• _Texte fourni_

|---|

La réponse d'Erdogan, habitué aux fuites en avant, fut brutale. Il s'était déjà aliéné le soutien d’un certain nombre d'intellectuels libéraux et de transfuges de la gauche, qui s’étaient alliés au pouvoir contre la « tutelle » de l'armée et des kémalistes laïcs, mais qui s’en détachèrent lors de la répression violente des manifestations de masse de mai-juin 2013, connues sous le nom de « Gezi Park Protest ». Usant des mêmes arguments, se posant en victime d’un « complot international » et renforçant l'arsenal répressif à chaque contestation, il dénonça « l’Etat parallèle », montra du doigt la confrérie, « alliée des puissances étrangères » et du « sionisme en particulier », mécontente des progrès économiques de la Turquie, et démit de leurs fonctions, ou muta, nombre de procureurs, de juges et de policiers impliqués dans les opérations.

 

Un procureur très connu, Zekeriya Öz, fut également dessaisi du dossier concernant Bilal Erdogan, fils du premier ministre, accusé d'enrichissement illégal. Vers la fin décembre, un convoi de poids lourds transportant des armes fut perquisitionné sur ordre du procureur de la République d'Adana, dans le Sud-Est. Il était soupçonné de participer au ravitaillement de bases djihadistes installées dans la région.

Les services de renseignement, dépendant du premier ministre en personne, protégèrent le convoi. Le procureur et les gendarmes, ainsi que le commandant local de la gendarmerie, furent démis de leurs fonctions, et il put poursuivre sa route.

Quelques semaines plus tard, le général israélien Aviv Kochavi, démenti aussitôt par le porte-parole du gouvernement turc, indiquera, carte à l’appui, l'emplacement des bases d'Al Qaeda en Turquie, dans ces mêmes provinces du Sud-Est. Ces informations trouveront un large écho dans la presse turque.

Après la démission des ministres impliqués dans les affaires de corruption, le gouvernement fut largement remanié, épargnant toutefois Ahmet Davudoglu, ministre des Affaires Etrangères, largement responsable des déboires de la politique étrangère turque dans la région.

 

Le pouvoir éphémère des islamistes en Tunisie et en Egypte, et leur chute sans gloire, privèrent Erdogan, qui rêvait de devenir le leader de l’islam sunnite au Moyen Orient, de ses bases arrières qu’il avait jugées, à tort, définitivement acquises.

|---|

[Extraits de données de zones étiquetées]
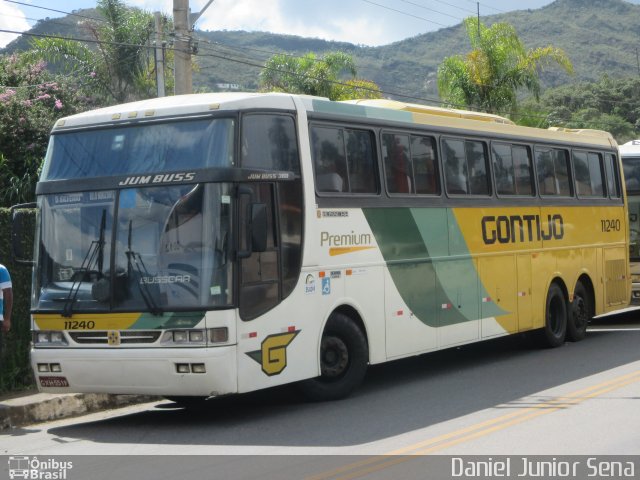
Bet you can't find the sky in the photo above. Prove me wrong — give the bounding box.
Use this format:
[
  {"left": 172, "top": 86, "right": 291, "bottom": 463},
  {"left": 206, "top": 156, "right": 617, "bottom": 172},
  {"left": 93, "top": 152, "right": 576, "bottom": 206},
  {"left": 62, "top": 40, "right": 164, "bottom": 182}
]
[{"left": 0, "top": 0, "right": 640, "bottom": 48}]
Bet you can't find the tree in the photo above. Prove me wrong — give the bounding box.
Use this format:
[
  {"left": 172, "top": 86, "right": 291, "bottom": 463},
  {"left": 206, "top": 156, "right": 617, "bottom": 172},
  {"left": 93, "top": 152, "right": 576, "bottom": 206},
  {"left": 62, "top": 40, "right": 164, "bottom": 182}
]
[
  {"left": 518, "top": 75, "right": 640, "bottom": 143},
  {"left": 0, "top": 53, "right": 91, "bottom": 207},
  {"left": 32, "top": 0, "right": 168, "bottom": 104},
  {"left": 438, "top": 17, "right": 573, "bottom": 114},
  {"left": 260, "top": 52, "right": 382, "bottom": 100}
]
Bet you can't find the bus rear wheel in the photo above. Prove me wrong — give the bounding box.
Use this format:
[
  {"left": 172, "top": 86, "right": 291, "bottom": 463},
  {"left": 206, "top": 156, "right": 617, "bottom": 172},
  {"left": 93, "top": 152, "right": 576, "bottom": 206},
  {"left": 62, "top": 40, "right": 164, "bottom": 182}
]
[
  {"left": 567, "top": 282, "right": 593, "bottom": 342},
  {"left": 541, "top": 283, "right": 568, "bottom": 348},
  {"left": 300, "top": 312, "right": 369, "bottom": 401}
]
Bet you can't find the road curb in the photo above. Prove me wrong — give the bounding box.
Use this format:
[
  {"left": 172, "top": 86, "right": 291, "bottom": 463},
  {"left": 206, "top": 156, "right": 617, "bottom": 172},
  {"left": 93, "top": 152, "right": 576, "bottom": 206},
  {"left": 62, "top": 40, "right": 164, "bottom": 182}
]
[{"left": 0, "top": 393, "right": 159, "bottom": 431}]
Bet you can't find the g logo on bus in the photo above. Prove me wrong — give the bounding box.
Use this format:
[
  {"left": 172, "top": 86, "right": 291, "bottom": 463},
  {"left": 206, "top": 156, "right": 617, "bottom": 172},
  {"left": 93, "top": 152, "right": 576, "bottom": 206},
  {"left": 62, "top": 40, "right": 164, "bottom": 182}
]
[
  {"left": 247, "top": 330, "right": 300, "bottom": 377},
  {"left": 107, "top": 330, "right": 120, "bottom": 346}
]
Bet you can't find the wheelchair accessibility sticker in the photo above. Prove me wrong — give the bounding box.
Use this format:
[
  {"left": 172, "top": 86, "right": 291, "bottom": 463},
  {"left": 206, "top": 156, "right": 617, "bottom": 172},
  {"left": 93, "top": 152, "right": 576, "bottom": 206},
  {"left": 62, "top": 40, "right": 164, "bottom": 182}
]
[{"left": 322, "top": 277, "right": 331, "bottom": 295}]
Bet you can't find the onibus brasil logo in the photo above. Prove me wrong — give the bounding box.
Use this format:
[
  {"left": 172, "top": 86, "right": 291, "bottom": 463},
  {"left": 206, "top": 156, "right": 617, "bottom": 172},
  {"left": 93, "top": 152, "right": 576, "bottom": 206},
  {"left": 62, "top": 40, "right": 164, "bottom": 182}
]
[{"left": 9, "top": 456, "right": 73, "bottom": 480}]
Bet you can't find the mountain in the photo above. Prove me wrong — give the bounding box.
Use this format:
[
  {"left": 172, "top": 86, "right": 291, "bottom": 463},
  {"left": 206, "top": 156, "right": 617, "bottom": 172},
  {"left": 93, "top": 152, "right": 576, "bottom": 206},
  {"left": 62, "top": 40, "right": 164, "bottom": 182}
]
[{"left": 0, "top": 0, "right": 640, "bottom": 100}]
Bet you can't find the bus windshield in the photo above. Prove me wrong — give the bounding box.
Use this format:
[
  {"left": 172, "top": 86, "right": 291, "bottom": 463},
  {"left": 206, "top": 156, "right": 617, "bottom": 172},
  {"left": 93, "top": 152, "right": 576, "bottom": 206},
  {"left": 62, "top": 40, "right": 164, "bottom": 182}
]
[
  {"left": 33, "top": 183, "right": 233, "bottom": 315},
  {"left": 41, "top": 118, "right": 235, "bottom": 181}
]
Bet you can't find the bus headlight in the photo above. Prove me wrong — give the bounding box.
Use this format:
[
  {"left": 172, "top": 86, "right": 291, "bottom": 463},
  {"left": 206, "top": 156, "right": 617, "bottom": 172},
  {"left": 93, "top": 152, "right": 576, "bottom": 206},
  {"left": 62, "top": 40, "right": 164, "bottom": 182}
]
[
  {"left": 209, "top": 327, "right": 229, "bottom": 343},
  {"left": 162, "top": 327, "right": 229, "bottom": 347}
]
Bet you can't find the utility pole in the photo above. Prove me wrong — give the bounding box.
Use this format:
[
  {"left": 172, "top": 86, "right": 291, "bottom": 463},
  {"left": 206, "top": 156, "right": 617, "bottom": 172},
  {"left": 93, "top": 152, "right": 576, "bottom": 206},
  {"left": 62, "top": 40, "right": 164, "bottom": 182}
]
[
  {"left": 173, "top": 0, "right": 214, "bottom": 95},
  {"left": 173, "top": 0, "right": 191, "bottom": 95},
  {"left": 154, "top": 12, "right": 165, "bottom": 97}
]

|---|

• _Consigne_
Recopiez le passage du texte fourni compris entre « Après la démission » et « turque dans la région. », ces deux bornes comprises. La liste ne sert à rien ici.

• _Bonne réponse_
Après la démission des ministres impliqués dans les affaires de corruption, le gouvernement fut largement remanié, épargnant toutefois Ahmet Davudoglu, ministre des Affaires Etrangères, largement responsable des déboires de la politique étrangère turque dans la région.